#### EXTRACTED INFORMATION

*****

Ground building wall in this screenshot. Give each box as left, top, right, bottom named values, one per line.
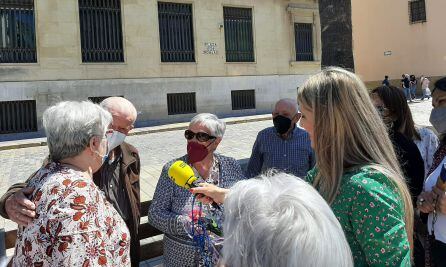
left=0, top=0, right=321, bottom=136
left=351, top=0, right=446, bottom=84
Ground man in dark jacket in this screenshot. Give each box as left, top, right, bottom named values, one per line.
left=0, top=97, right=141, bottom=266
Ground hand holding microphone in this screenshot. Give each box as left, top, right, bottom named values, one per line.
left=190, top=183, right=229, bottom=205
left=168, top=160, right=222, bottom=210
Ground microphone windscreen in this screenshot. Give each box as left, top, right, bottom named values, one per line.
left=168, top=160, right=197, bottom=189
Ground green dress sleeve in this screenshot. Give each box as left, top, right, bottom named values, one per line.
left=349, top=171, right=411, bottom=266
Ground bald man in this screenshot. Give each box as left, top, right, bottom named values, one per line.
left=0, top=97, right=141, bottom=266
left=246, top=99, right=315, bottom=178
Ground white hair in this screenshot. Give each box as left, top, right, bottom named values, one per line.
left=43, top=101, right=112, bottom=161
left=275, top=98, right=300, bottom=115
left=222, top=173, right=353, bottom=267
left=100, top=96, right=137, bottom=121
left=189, top=113, right=226, bottom=137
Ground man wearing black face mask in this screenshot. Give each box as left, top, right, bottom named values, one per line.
left=246, top=99, right=315, bottom=178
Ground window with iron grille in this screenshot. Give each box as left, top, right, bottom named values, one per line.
left=0, top=0, right=36, bottom=63
left=295, top=23, right=314, bottom=61
left=167, top=92, right=196, bottom=115
left=88, top=95, right=124, bottom=104
left=158, top=2, right=195, bottom=62
left=409, top=0, right=426, bottom=24
left=0, top=100, right=37, bottom=133
left=231, top=90, right=255, bottom=110
left=223, top=7, right=254, bottom=62
left=78, top=0, right=124, bottom=62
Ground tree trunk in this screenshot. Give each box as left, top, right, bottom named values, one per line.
left=318, top=0, right=355, bottom=71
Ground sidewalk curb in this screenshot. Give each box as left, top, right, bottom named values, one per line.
left=0, top=115, right=272, bottom=151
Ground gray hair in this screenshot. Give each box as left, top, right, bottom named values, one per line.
left=222, top=173, right=353, bottom=267
left=189, top=113, right=226, bottom=137
left=43, top=101, right=112, bottom=161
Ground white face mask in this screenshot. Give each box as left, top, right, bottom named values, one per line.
left=107, top=130, right=126, bottom=153
left=93, top=137, right=108, bottom=166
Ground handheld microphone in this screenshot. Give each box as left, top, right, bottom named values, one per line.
left=168, top=160, right=221, bottom=210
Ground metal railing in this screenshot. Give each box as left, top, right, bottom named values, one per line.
left=0, top=0, right=36, bottom=63
left=295, top=23, right=314, bottom=62
left=409, top=0, right=426, bottom=24
left=223, top=7, right=254, bottom=62
left=231, top=89, right=255, bottom=110
left=78, top=0, right=124, bottom=62
left=0, top=100, right=37, bottom=134
left=158, top=2, right=195, bottom=62
left=167, top=92, right=196, bottom=115
left=88, top=95, right=124, bottom=104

*****

Drop the images and return the data verbatim.

#### RESPONSE
Ground building wall in this screenshot. Give each box as left, top, right, bottom named values, one per line.
left=0, top=0, right=321, bottom=136
left=351, top=0, right=446, bottom=84
Ground man in dark jacket in this screenshot. Give each box as left, top, right, bottom named values, one per line.
left=0, top=97, right=141, bottom=266
Ground hand holding microphone in this screenshot. Give each box as left, top, right, bottom named values, one per line.
left=190, top=183, right=229, bottom=205
left=168, top=160, right=222, bottom=210
Ground microphone windscreen in this screenshot. Give each box as left, top, right, bottom named values, one per line.
left=168, top=160, right=197, bottom=189
Ground green dress sleeve in this screenshot. Give each box as left, top, right, bottom named values, one per line.
left=349, top=171, right=411, bottom=266
Ground bald man in this screenshot. Give each box as left, top, right, bottom named values, one per line.
left=0, top=97, right=141, bottom=266
left=246, top=99, right=315, bottom=178
Ground white hair in this screenshot. Give each box as left, top, right, bottom named values, one per line.
left=43, top=101, right=112, bottom=161
left=275, top=98, right=300, bottom=115
left=222, top=173, right=353, bottom=267
left=100, top=96, right=137, bottom=121
left=189, top=113, right=226, bottom=137
Ground man wearing black face mask in this screenshot. Give each box as left, top, right, bottom named values, one per line.
left=246, top=99, right=315, bottom=178
Ground window with iron grille in this screenshot. Give each box as left, top, right, bottom named values, one per line.
left=0, top=0, right=36, bottom=63
left=295, top=23, right=314, bottom=61
left=167, top=92, right=196, bottom=115
left=88, top=95, right=124, bottom=104
left=158, top=2, right=195, bottom=62
left=409, top=0, right=426, bottom=24
left=0, top=100, right=37, bottom=133
left=231, top=90, right=255, bottom=110
left=223, top=7, right=254, bottom=62
left=78, top=0, right=124, bottom=62
Ground tree trunk in this screenshot. Give each box as left, top, right, bottom named values, one per line.
left=318, top=0, right=355, bottom=71
Ground sidewalk curb in this screenshot. Give each box as left, top, right, bottom named values, one per line.
left=0, top=115, right=272, bottom=151
Ground gray hair in this screenshot. Give each box as left, top, right, bottom named values, one per line.
left=222, top=173, right=353, bottom=267
left=189, top=113, right=226, bottom=137
left=43, top=101, right=112, bottom=161
Ground white face mask in this screenshot. Give each box as left, top, right, bottom named values, one per line.
left=107, top=130, right=126, bottom=153
left=93, top=137, right=108, bottom=166
Ground handheld microphone in this screenshot. Give each box as left, top, right, bottom named values, one per line.
left=168, top=160, right=221, bottom=210
Ground metal railing in this screenshot. Give each box as left, top, right, bottom named values, one per line.
left=0, top=0, right=36, bottom=63
left=295, top=23, right=314, bottom=62
left=409, top=0, right=426, bottom=24
left=223, top=7, right=254, bottom=62
left=231, top=89, right=255, bottom=110
left=78, top=0, right=124, bottom=62
left=0, top=100, right=37, bottom=134
left=158, top=2, right=195, bottom=62
left=167, top=92, right=196, bottom=115
left=88, top=95, right=124, bottom=104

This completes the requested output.